Coordinate labeling data
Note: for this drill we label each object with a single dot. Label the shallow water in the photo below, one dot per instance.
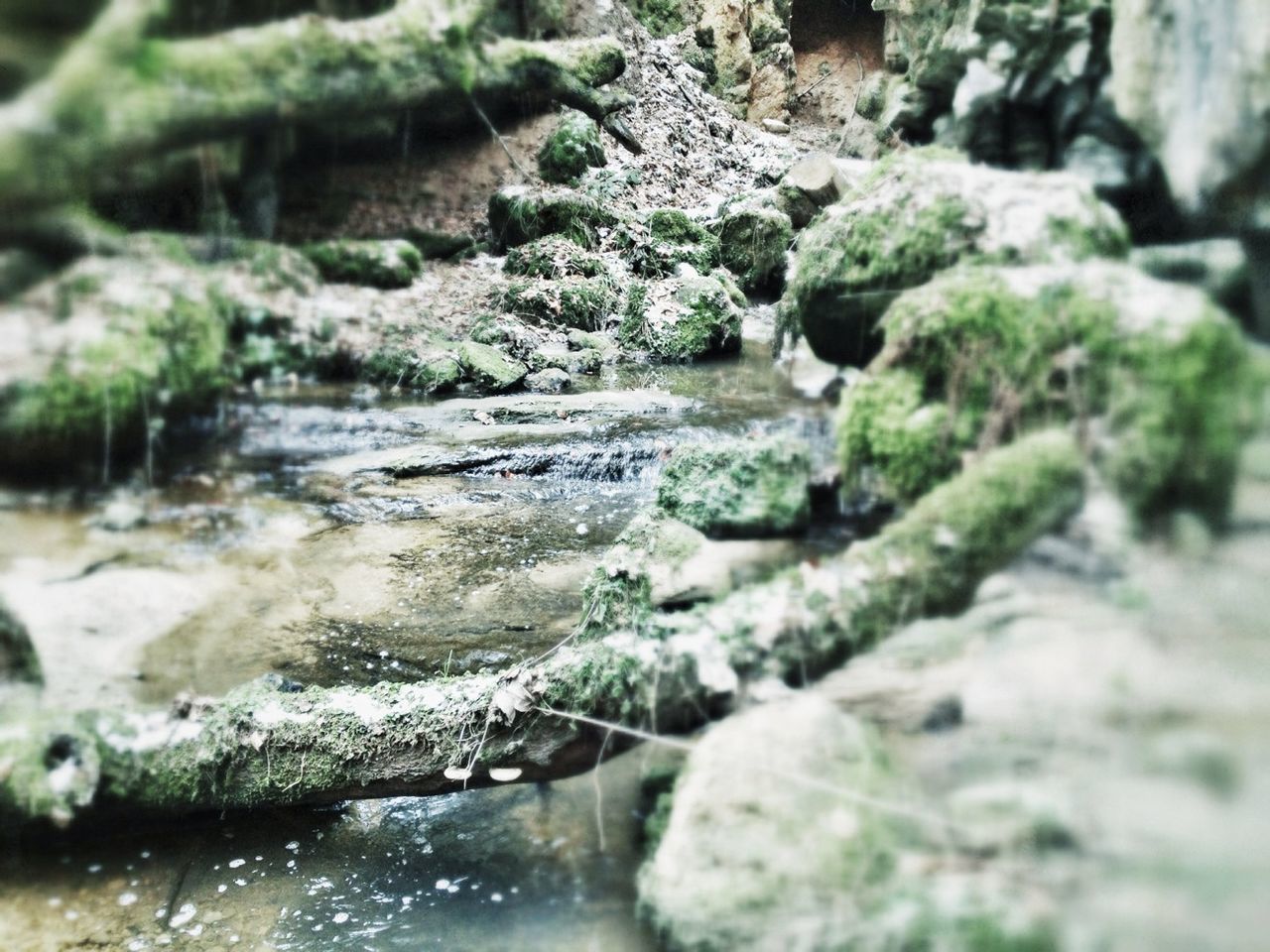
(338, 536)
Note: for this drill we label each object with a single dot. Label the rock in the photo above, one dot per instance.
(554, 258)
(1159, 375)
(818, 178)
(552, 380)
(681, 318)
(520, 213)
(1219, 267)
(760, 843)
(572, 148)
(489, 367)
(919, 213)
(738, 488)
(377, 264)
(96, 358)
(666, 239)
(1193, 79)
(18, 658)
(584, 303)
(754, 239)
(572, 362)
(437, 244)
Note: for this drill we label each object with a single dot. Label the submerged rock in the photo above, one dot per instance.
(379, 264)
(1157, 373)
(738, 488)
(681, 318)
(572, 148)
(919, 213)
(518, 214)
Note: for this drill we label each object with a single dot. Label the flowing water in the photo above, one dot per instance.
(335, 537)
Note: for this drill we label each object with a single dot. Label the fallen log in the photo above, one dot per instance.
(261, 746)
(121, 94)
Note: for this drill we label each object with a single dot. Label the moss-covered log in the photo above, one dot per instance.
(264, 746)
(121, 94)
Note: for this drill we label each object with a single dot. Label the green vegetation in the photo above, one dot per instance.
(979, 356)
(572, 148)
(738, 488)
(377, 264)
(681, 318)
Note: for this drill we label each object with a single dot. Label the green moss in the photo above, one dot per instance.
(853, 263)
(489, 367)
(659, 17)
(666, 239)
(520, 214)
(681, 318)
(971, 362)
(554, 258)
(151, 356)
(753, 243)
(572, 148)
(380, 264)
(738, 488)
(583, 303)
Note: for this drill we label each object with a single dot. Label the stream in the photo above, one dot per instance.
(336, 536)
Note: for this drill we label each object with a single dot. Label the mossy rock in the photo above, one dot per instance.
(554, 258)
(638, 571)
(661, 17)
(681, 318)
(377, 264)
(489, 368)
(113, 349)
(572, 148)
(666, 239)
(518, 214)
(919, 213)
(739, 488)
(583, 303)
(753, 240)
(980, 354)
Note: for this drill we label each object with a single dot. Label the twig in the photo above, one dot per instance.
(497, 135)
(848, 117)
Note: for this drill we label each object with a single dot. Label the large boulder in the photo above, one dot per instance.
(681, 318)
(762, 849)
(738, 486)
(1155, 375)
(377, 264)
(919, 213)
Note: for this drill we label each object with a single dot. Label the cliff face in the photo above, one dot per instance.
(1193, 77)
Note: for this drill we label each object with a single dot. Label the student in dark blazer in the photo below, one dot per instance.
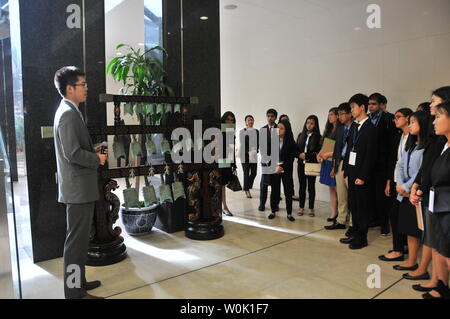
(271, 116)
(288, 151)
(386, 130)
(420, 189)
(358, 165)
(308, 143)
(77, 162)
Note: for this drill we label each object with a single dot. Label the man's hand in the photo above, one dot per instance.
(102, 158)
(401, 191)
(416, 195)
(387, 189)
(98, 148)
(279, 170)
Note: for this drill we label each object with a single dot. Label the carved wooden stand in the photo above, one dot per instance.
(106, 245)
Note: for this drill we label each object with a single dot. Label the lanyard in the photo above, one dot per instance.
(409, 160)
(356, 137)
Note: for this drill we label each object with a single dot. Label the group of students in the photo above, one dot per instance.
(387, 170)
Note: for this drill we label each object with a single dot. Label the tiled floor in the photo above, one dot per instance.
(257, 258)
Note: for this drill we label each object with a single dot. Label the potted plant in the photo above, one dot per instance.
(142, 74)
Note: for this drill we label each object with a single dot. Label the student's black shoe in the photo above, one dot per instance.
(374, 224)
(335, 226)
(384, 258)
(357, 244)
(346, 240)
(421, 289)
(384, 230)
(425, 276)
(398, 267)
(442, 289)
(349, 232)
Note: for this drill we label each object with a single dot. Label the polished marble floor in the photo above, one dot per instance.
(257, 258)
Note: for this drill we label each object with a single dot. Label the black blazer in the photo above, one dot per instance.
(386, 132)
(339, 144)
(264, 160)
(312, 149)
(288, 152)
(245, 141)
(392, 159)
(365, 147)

**Exercise task:**
Rescale the entries from the line containing "Label the polished" through the end of the entries, both ends included. Repeat every line, requests too, with each answer coordinate multiplied by 2.1 and rounded to the nearest whole number, halves rounding up.

**Written solution:**
Note: for this drill we label each object with a single dot. Label the polished marble floor in the photo above, one dot per instance.
(540, 542)
Note: for this drill we label each object with a single dot. Label the black blazer in the photo above, one dot per instance.
(811, 277)
(712, 302)
(554, 336)
(655, 313)
(605, 319)
(515, 296)
(823, 334)
(767, 309)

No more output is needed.